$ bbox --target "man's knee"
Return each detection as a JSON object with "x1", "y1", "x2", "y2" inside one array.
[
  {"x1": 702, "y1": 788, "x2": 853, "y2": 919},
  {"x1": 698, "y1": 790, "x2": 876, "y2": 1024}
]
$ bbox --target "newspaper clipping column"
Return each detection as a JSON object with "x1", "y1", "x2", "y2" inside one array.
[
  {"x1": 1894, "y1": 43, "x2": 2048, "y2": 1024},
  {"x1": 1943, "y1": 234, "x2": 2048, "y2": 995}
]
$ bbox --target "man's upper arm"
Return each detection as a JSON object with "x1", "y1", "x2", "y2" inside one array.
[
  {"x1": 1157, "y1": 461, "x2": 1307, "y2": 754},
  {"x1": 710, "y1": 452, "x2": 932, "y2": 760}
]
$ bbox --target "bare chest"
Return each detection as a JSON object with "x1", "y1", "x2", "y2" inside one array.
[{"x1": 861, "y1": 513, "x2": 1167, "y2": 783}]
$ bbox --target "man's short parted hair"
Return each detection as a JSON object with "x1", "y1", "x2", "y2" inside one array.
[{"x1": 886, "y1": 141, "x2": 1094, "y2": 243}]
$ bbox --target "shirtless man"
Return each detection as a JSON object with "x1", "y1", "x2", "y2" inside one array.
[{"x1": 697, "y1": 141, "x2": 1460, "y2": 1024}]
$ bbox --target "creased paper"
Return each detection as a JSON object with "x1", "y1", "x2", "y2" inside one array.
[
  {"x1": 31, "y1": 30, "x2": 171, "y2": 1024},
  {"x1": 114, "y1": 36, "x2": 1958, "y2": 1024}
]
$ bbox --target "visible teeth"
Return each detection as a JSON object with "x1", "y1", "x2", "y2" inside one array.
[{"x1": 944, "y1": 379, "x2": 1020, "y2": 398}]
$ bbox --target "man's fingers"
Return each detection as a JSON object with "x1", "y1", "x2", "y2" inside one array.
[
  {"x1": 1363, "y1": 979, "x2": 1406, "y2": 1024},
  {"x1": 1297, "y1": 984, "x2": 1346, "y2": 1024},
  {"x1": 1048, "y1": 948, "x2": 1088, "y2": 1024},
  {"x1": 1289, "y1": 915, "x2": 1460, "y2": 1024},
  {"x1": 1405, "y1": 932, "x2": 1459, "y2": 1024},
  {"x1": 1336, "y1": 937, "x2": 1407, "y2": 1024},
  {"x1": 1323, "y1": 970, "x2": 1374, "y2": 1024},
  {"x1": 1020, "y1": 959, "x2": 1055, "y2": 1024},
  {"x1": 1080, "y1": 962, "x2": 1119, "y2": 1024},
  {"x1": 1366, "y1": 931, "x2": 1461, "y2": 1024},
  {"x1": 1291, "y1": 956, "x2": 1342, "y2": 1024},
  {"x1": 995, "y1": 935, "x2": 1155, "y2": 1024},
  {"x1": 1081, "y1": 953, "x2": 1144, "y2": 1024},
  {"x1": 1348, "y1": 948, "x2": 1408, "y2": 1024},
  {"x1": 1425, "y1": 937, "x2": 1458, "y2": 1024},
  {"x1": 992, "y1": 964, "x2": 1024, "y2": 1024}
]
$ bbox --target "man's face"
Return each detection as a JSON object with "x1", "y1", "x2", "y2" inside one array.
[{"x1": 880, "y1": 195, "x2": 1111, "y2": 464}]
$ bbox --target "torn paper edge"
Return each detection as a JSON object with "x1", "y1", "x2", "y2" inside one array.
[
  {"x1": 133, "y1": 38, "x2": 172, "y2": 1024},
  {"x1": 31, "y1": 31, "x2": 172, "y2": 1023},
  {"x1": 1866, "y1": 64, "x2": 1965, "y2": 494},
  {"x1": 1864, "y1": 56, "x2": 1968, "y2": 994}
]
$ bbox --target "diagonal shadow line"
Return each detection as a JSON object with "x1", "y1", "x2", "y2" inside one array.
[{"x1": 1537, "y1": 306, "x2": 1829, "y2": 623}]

> **TASK OBJECTIVE**
Write down all of the records again, word for word.

> **RESPONSE TO THIS EXERCISE**
$ bbox --target "man's knee"
Return each detection as a JSON object with "x1", "y1", "x2", "y2" inside one array.
[
  {"x1": 702, "y1": 788, "x2": 853, "y2": 919},
  {"x1": 698, "y1": 790, "x2": 876, "y2": 1024}
]
$ bbox --target "newspaper clipping column"
Return each detection as a JSON object with "x1", "y1", "x2", "y2" inside one array.
[
  {"x1": 1894, "y1": 43, "x2": 2048, "y2": 1024},
  {"x1": 1943, "y1": 234, "x2": 2048, "y2": 995}
]
$ bbox --target "man's upper arm"
Return each detection as a JSON object with "x1", "y1", "x2", "y2" inside one array.
[
  {"x1": 1157, "y1": 461, "x2": 1307, "y2": 754},
  {"x1": 710, "y1": 452, "x2": 932, "y2": 760}
]
$ bbox --target "bare chest"
Return each detection as a JSON object with "x1", "y1", "x2", "y2" inside one array.
[{"x1": 861, "y1": 513, "x2": 1167, "y2": 783}]
$ bbox --target "man's short parted hair"
Return each detection as a JSON object with "x1", "y1", "x2", "y2" inside one array.
[{"x1": 886, "y1": 141, "x2": 1094, "y2": 243}]
$ bbox --target "shirtless man"
Return each detection as a JSON object with "x1", "y1", "x2", "y2" inside one array.
[{"x1": 697, "y1": 141, "x2": 1460, "y2": 1024}]
$ bbox --target "creased paper"
Return each detection as a JSON object with "x1", "y1", "x2", "y2" inside one array.
[
  {"x1": 31, "y1": 30, "x2": 171, "y2": 1024},
  {"x1": 114, "y1": 36, "x2": 1958, "y2": 1024}
]
$ bbox --target "visible teeth"
Return each detection as a JSON object with "x1", "y1", "x2", "y2" inside one array.
[{"x1": 944, "y1": 379, "x2": 1020, "y2": 398}]
$ bbox --target "man's fingers"
Return each detection as a JSON object with "x1", "y1", "x2", "y2" inside one array.
[
  {"x1": 1363, "y1": 979, "x2": 1406, "y2": 1024},
  {"x1": 1297, "y1": 984, "x2": 1346, "y2": 1024},
  {"x1": 1048, "y1": 948, "x2": 1088, "y2": 1024},
  {"x1": 1289, "y1": 915, "x2": 1460, "y2": 1024},
  {"x1": 1405, "y1": 932, "x2": 1459, "y2": 1024},
  {"x1": 1336, "y1": 937, "x2": 1407, "y2": 1024},
  {"x1": 1323, "y1": 970, "x2": 1374, "y2": 1024},
  {"x1": 1020, "y1": 959, "x2": 1055, "y2": 1024},
  {"x1": 1080, "y1": 962, "x2": 1119, "y2": 1024},
  {"x1": 1366, "y1": 931, "x2": 1461, "y2": 1024},
  {"x1": 1291, "y1": 956, "x2": 1342, "y2": 1024},
  {"x1": 995, "y1": 935, "x2": 1155, "y2": 1024},
  {"x1": 1081, "y1": 953, "x2": 1144, "y2": 1024},
  {"x1": 1348, "y1": 948, "x2": 1408, "y2": 1024},
  {"x1": 1425, "y1": 937, "x2": 1458, "y2": 1024},
  {"x1": 992, "y1": 964, "x2": 1024, "y2": 1024}
]
$ bbox --target "man's face"
Return each detection as a JSON object with "x1", "y1", "x2", "y2" inside one array.
[{"x1": 880, "y1": 195, "x2": 1111, "y2": 464}]
$ bbox --target "torn paper edge"
Return each detection as a JSON object with "x1", "y1", "x2", "y2" inside one array.
[
  {"x1": 133, "y1": 38, "x2": 172, "y2": 1024},
  {"x1": 31, "y1": 31, "x2": 172, "y2": 1023},
  {"x1": 1866, "y1": 64, "x2": 1965, "y2": 494},
  {"x1": 1864, "y1": 56, "x2": 1968, "y2": 994}
]
$ bbox --target "diagonal shadow line"
Return each detection as a JSON object with "x1", "y1", "x2", "y2" inside one array.
[{"x1": 1537, "y1": 306, "x2": 1829, "y2": 623}]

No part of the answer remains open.